→ Dataset:

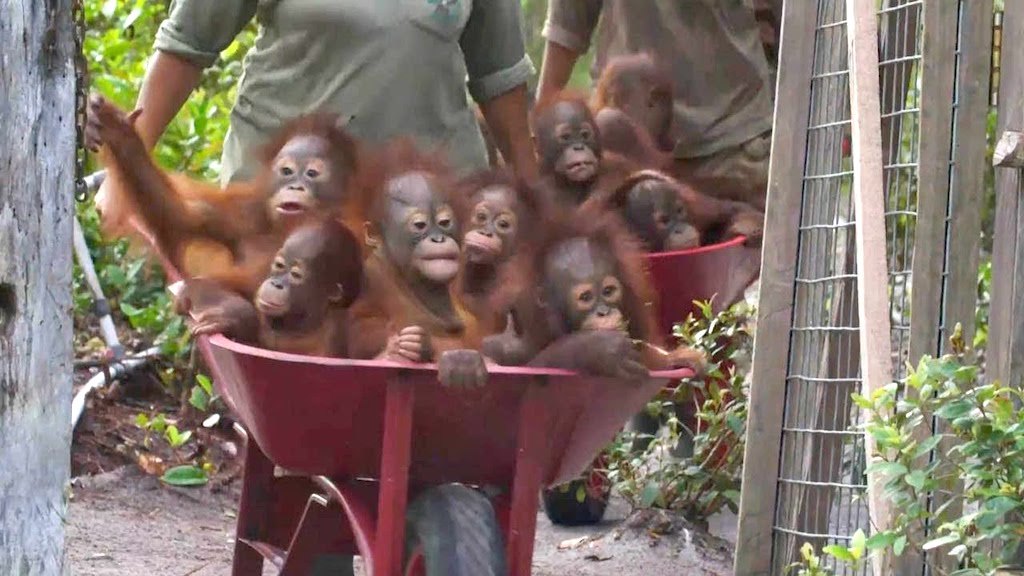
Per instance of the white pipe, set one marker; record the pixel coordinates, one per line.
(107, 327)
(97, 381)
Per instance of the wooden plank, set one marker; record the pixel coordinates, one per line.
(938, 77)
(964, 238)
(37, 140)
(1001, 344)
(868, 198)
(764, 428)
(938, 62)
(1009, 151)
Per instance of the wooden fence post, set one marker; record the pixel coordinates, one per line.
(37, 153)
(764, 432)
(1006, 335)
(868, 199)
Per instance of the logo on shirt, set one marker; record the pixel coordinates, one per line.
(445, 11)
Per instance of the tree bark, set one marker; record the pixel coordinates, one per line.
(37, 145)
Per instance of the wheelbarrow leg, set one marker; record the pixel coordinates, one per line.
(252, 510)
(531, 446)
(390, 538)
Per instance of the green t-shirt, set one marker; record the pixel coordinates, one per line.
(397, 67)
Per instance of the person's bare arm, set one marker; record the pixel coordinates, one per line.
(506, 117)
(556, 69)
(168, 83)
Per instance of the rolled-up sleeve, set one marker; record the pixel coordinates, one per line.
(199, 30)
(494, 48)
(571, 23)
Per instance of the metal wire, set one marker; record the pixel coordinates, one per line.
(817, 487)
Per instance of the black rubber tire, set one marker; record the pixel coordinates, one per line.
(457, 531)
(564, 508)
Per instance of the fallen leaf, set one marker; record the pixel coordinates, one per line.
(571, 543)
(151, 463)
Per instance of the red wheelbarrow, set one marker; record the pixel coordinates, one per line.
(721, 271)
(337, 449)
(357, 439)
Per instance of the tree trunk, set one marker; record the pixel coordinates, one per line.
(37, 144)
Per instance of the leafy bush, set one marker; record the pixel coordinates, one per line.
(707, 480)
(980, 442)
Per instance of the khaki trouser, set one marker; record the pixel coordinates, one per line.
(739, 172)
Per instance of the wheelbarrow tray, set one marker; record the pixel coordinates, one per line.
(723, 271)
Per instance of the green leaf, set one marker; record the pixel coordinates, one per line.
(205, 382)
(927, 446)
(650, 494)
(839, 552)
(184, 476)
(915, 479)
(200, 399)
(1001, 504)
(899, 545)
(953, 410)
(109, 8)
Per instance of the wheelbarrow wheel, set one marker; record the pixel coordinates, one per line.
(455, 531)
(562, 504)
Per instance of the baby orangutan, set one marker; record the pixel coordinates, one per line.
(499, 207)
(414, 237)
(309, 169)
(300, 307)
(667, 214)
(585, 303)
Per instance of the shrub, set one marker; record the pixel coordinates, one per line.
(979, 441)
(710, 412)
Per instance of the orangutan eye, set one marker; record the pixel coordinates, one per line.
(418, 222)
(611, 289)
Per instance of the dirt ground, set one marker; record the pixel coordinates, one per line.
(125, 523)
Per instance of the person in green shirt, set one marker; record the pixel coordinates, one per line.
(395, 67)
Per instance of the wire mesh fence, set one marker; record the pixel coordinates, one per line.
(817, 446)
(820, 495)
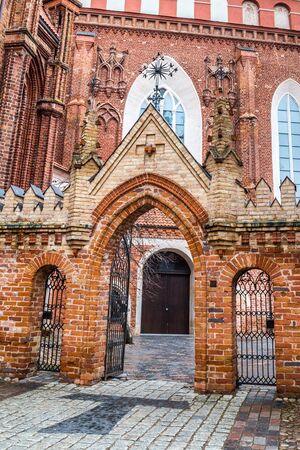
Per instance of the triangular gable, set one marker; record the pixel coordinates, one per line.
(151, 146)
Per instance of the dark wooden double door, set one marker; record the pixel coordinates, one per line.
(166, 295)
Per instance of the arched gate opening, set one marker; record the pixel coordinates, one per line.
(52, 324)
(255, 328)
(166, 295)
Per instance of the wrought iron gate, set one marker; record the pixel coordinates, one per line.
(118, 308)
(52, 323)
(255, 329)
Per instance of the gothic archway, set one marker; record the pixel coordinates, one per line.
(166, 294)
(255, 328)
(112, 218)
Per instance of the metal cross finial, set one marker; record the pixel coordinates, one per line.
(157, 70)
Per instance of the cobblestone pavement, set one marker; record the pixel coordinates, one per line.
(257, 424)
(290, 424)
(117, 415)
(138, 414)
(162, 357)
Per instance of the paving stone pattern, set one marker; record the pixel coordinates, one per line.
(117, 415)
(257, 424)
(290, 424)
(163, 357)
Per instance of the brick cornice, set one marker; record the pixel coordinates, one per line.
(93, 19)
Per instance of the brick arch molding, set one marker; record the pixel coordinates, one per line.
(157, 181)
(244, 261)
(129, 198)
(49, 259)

→ Short exercise: Please copy every line above character for character, leaving the pictures out of your copy.

→ Expected answer:
Per instance of the white pipe, set one marker; record the pixel coordinates, one per line.
(107, 327)
(97, 381)
Per instance of the wooden plank, set one marker; record the pixel coordinates, one per line.
(938, 77)
(964, 238)
(37, 140)
(1001, 344)
(868, 198)
(764, 428)
(938, 62)
(1009, 151)
Per instance of the wooden fence post, set one marker; record the pixel coordinates, one per line.
(37, 153)
(764, 432)
(1006, 335)
(868, 199)
Per instance of the logo on shirt, set one marker; record the pixel coordinates, one per line.
(445, 11)
Per instance of the tree bark, set one marker; record the pixel coordinates, one per line.
(37, 145)
Per instance of the wheelbarrow leg, set one marker; record the pixel coordinates, one per line.
(252, 510)
(531, 446)
(390, 538)
Per instance of the green t-shirt, set one marker; record the pixel coordinates, one per line.
(397, 67)
Per instance of the person's bare arm, set one marker; record the pixel coordinates, one per line.
(506, 117)
(556, 69)
(168, 83)
Per instance of the rolled-up sleeve, set one marker; record the pixel coordinates, one per line.
(199, 30)
(494, 48)
(571, 23)
Per instance of the metal wire, set one marker; record the pixel coordinates, one per line.
(817, 487)
Per instance of the black rubber tire, set one marker; record the pixel coordinates, one per line.
(457, 531)
(564, 508)
Per instance of the fallen leaf, set one marker; record the pixel coordinates, one per line.
(571, 543)
(151, 463)
Per instance of the red wheelbarrow, set one marker; record the pixel coordinates, one per line.
(721, 271)
(337, 449)
(357, 439)
Per instance of the tree trunk, set one marker; record the pixel coordinates, one per line.
(37, 144)
Per instance of the leafy bush, set one marker; record the pixel coordinates, one per line.
(707, 480)
(980, 442)
Per instance of the khaki trouser, set one marker; record the pixel coordinates, one per line.
(739, 172)
Per instance of the wheelbarrow tray, set one marker; record the pixel coordinates, one per line.
(723, 271)
Per instance of the green leaf, set one marker; record the pixel coordinates, one per line.
(205, 382)
(927, 446)
(650, 494)
(839, 552)
(184, 476)
(915, 479)
(200, 399)
(1001, 504)
(899, 545)
(953, 410)
(109, 8)
Per instance of the wheelbarrow wheel, set one marker; record the pixel coordinates, one per line.
(455, 531)
(562, 504)
Per instance of the baby orangutan, set one marker; record the pixel coordinates, one per line.
(499, 207)
(414, 237)
(309, 169)
(300, 307)
(667, 214)
(585, 303)
Per instance of the shrub, set one marker; record the pixel coordinates, one per line.
(979, 441)
(710, 412)
Per instance of the orangutan eye, set one marker; record the pixel coordinates, one per line.
(418, 222)
(611, 289)
Per instance of the dirt ground, set one marker; record the pixel coordinates, one per line.
(125, 523)
Per instance of the person in green shirt, set one marker; record the pixel coordinates, one per line.
(395, 67)
Per instance of the wire mesh fence, set one marker; record the pixel coordinates, one per line.
(817, 446)
(820, 495)
Per instance of the triangular gable, set one marker; record the pixel coordinates, one per line.
(151, 146)
Per instance of the dark wooden double door, set one marker; record the pixel coordinates, one per line.
(166, 295)
Per instance of the arched gate opening, set one marker; record the pixel coordinates, one per line.
(52, 324)
(255, 328)
(166, 295)
Per instance of the wrought iron gate, set one marker; record the pixel coordinates, one per line.
(118, 308)
(52, 323)
(255, 329)
Per instance of the gothic archway, set one marker; record the pixel coordinates, one per line.
(166, 294)
(255, 328)
(112, 218)
Per instance of the metal cross finial, set one marker; record the pixel coordinates, one per line.
(157, 70)
Per instance of the cobblestone pavement, set one marker; record the pixel coordinates, one per line.
(257, 424)
(290, 424)
(117, 415)
(138, 414)
(162, 357)
Per instance of the paving stone pattern, set one marker; record the pixel coordinates, one per line.
(117, 415)
(257, 424)
(290, 424)
(163, 357)
Per instance of the brick cornice, set one marker; record the pixel coordinates, one per line.
(93, 19)
Per instance of the brick arch molding, set one marker; record the pixel coordinates, one per line.
(157, 181)
(244, 261)
(129, 198)
(49, 259)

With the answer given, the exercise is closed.